__REQUIRED ACTION__
Every entry is to be reproduced word for word, but the images are not.

(Items from a dataset)
================================
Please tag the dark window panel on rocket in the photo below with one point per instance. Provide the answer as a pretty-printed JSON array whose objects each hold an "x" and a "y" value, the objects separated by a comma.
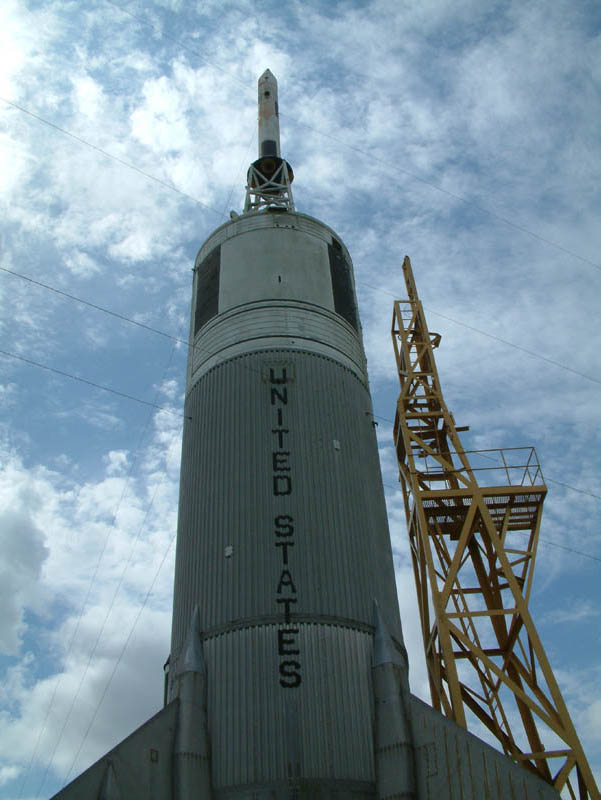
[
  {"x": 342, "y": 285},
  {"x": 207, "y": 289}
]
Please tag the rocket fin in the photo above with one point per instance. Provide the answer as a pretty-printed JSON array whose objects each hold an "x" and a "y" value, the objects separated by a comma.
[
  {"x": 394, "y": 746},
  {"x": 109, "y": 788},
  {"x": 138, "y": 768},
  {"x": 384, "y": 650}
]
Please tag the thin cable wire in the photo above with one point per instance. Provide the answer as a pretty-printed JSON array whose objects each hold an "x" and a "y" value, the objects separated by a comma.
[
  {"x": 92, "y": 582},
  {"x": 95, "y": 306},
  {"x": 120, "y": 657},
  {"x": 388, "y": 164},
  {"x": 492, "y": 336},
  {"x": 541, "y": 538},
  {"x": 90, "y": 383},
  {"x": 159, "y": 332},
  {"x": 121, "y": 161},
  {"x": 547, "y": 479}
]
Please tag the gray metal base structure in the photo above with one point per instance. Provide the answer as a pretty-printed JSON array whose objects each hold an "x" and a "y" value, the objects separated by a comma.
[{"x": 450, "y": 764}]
================================
__RESULT OF THIS EXERCISE__
Please tag the dark window panel on rocket in the photo below with one point per instance. Provide the answer as a pretty-printed JSON array whose objects each hold an "x" and a "y" value, the objects separated by a comma.
[
  {"x": 342, "y": 285},
  {"x": 207, "y": 289}
]
Please tag the rocket fin in the photo above with one point per instance. Provide the answer as a pretty-printed JSON array whose objects each hold an "x" and a "y" value, the objects separated by a comma.
[
  {"x": 394, "y": 746},
  {"x": 109, "y": 788},
  {"x": 138, "y": 768},
  {"x": 384, "y": 650}
]
Please tag the thin cable wire in the photo above with one point per instance. Provide the answer as a pretty-printed JSON array whose objects each hold an "x" and a "y" value, the objects separated by a comma.
[
  {"x": 92, "y": 582},
  {"x": 95, "y": 306},
  {"x": 120, "y": 657},
  {"x": 388, "y": 164},
  {"x": 492, "y": 336},
  {"x": 541, "y": 538},
  {"x": 90, "y": 383},
  {"x": 159, "y": 332},
  {"x": 121, "y": 161},
  {"x": 547, "y": 479}
]
Please tag the gray metal base structure in the photo above with one point per instance. Provide the answer as a pretty-printed JSON array whose objects each hold an "x" and a "y" value, the objects separated by a comma.
[{"x": 450, "y": 764}]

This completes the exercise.